──────── Exercise input ────────

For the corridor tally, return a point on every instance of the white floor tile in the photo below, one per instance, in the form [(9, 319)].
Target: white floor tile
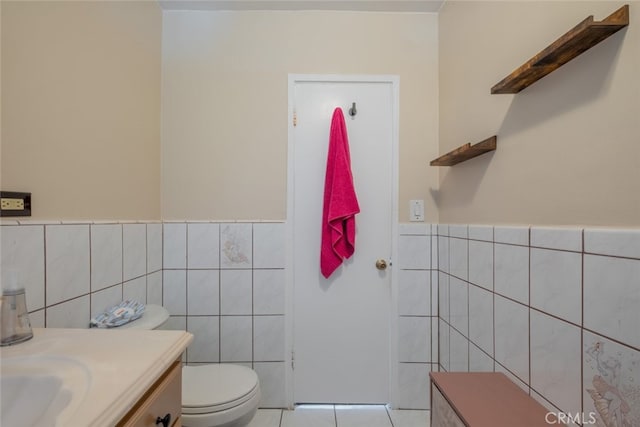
[(362, 416), (266, 418), (306, 416), (409, 418)]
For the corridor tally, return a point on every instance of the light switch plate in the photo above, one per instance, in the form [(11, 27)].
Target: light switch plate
[(416, 210)]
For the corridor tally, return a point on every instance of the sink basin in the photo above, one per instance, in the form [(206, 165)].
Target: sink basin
[(41, 391)]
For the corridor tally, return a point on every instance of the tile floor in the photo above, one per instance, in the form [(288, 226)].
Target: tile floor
[(340, 416)]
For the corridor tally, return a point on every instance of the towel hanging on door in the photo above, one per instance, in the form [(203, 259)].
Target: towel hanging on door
[(340, 201)]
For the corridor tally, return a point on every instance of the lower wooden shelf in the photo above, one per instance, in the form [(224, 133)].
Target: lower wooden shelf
[(466, 152)]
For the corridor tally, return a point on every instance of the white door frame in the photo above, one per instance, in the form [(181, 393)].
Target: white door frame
[(289, 286)]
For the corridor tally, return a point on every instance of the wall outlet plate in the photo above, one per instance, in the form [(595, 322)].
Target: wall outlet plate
[(14, 203), (416, 210)]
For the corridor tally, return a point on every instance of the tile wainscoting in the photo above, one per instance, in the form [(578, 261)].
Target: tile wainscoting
[(222, 281), (556, 309)]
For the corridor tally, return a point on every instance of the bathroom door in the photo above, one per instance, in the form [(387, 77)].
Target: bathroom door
[(341, 325)]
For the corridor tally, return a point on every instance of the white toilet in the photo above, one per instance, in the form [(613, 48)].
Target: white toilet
[(213, 395)]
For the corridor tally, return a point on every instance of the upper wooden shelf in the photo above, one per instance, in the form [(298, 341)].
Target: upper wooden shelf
[(466, 152), (582, 37)]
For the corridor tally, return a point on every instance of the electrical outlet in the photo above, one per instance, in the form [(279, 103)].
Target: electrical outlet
[(416, 210), (7, 204), (13, 203)]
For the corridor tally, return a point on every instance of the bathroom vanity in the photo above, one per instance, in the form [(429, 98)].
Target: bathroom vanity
[(483, 399), (94, 377)]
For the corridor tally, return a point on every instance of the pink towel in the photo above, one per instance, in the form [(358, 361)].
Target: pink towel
[(340, 201)]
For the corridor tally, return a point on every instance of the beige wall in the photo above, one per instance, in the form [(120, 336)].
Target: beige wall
[(81, 107), (568, 146), (224, 101)]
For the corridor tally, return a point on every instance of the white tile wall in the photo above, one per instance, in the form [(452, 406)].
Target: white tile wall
[(481, 318), (203, 292), (235, 292), (481, 232), (154, 247), (612, 297), (556, 283), (268, 291), (174, 245), (205, 345), (106, 255), (565, 239), (73, 313), (236, 246), (174, 292), (236, 307), (512, 272), (203, 245), (22, 261), (459, 306), (531, 325), (555, 348), (621, 243), (512, 336), (135, 289), (481, 264), (67, 262), (134, 250), (236, 342), (459, 258)]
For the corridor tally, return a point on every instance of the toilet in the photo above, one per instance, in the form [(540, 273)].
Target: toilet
[(213, 395)]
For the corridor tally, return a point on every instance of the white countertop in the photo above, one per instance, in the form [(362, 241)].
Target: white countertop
[(120, 366)]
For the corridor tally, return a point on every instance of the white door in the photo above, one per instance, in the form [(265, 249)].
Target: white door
[(341, 325)]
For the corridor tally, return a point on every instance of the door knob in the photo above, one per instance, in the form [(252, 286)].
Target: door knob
[(381, 264)]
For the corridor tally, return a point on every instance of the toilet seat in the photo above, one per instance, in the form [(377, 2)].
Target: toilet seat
[(213, 388)]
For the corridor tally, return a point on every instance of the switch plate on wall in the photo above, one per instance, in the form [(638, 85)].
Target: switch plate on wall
[(416, 210)]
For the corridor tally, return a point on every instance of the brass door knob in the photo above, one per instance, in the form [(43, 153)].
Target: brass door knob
[(381, 264)]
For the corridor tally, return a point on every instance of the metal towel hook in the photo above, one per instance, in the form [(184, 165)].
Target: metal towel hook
[(352, 110)]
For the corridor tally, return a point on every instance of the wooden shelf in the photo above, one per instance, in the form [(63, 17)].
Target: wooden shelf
[(582, 37), (466, 152)]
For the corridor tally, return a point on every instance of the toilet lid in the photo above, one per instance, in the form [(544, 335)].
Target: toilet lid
[(216, 385)]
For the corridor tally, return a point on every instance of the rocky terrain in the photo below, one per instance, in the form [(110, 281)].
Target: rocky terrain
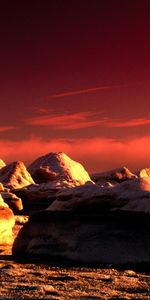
[(66, 235)]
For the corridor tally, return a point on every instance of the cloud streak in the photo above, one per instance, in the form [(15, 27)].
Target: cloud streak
[(6, 128), (84, 91), (129, 123), (96, 154)]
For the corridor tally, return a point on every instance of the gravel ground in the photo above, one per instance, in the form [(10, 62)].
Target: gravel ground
[(44, 280)]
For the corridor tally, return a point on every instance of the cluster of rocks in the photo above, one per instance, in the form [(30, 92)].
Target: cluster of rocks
[(100, 218)]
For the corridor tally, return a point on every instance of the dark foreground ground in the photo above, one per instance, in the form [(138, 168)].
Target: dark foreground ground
[(44, 280)]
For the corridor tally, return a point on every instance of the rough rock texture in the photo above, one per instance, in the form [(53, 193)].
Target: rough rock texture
[(15, 175), (88, 224), (37, 196), (133, 196), (119, 175), (1, 187), (60, 169), (2, 163), (13, 201), (7, 221), (144, 173)]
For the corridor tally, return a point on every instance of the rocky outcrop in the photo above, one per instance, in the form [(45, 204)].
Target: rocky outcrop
[(13, 201), (2, 164), (15, 175), (1, 188), (116, 175), (38, 196), (59, 169), (89, 224), (144, 172)]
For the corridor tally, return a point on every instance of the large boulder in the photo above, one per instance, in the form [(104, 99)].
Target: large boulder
[(15, 175), (144, 172), (2, 163), (13, 202), (88, 224), (37, 196), (7, 221), (58, 168)]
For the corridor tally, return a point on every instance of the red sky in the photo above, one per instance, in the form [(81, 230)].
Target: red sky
[(75, 77)]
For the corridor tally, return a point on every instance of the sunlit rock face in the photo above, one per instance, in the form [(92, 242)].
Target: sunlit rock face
[(116, 175), (13, 202), (59, 169), (144, 172), (131, 195), (2, 163), (37, 196), (2, 203), (1, 188), (7, 221), (15, 175), (90, 224)]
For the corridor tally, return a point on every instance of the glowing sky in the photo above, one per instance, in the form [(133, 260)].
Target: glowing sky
[(75, 77)]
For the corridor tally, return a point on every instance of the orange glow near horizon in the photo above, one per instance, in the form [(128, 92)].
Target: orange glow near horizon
[(75, 78)]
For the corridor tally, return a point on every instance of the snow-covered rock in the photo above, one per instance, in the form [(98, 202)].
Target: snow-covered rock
[(15, 175), (60, 169)]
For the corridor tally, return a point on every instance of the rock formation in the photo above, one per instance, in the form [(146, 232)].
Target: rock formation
[(58, 168), (13, 202), (37, 196), (7, 221), (144, 172), (15, 175)]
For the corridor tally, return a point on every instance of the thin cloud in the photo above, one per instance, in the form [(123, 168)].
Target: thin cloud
[(6, 128), (69, 121), (129, 123), (84, 91)]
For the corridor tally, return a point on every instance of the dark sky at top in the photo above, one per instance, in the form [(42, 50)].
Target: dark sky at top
[(53, 57)]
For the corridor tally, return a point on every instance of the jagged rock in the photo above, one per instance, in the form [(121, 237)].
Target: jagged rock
[(58, 168), (89, 224), (2, 163), (131, 195), (13, 201), (37, 196), (113, 239), (1, 187), (7, 221), (15, 175), (118, 175), (2, 203)]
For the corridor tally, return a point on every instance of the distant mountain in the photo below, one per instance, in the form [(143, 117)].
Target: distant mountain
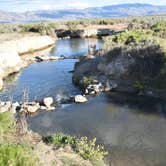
[(122, 10)]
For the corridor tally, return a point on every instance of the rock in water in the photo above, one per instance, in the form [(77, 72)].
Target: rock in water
[(48, 101), (80, 99)]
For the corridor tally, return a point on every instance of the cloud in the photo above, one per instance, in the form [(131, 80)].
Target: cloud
[(78, 5)]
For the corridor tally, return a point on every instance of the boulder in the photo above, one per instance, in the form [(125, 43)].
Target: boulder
[(32, 108), (48, 101), (5, 106), (80, 99)]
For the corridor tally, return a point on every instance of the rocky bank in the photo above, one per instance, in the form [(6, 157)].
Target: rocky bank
[(12, 46), (133, 70)]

────────

> [Given exercise] Please set down the listing word for word from the line with "form [(362, 241)]." to the line with "[(66, 235)]", including both of those lines. Leave the pictures out of your answer.

> [Task solution]
For the corridor tally, return a point on every instance of the white countertop in the photo above, one per instance, in the form [(362, 241)].
Target: white countertop
[(120, 366)]
For the corridor tally, return a point on every instance of the white door in the photo above, one per instance, in the form [(265, 249)].
Target: white door
[(341, 325)]
For the corridor tally, return a point on every instance of the door knob in the photo above, one per instance, in the form [(252, 286)].
Target: door knob
[(381, 264)]
For the corridor tally, return a point on every instance of the toilet seat in the photo above, one per instance, in the form [(377, 2)].
Target: toilet seat
[(213, 388)]
For the corridor tally, return a point on every instance of the switch plate on wall in the photo above, one per instance, in the form [(638, 85)].
Target: switch plate on wall
[(416, 210)]
For the corridor tally, return a point on every instance of the brass door knob in the photo above, one per instance, in the form [(43, 153)].
Target: brass door knob
[(381, 264)]
For the corridor tally, return a point on every instance of the metal towel hook in the photo above, one per instance, in the form [(184, 165)].
Target: metal towel hook
[(352, 110)]
For the corridor tally, return a point on every instance of the wooden shelf in the photo above, one per instance, in the form [(63, 17)].
Target: wooden shelf
[(582, 37), (466, 152)]
For the corridor tally, return a point on every instance of the toilet lid in the photo above, one per instance, in the form [(544, 335)].
Target: toilet lid
[(216, 385)]
For the corridor tally, return a point on every instance of the rocky terrain in the photo below, one per instance, in the form [(110, 281)].
Target: rocky terrain
[(66, 235)]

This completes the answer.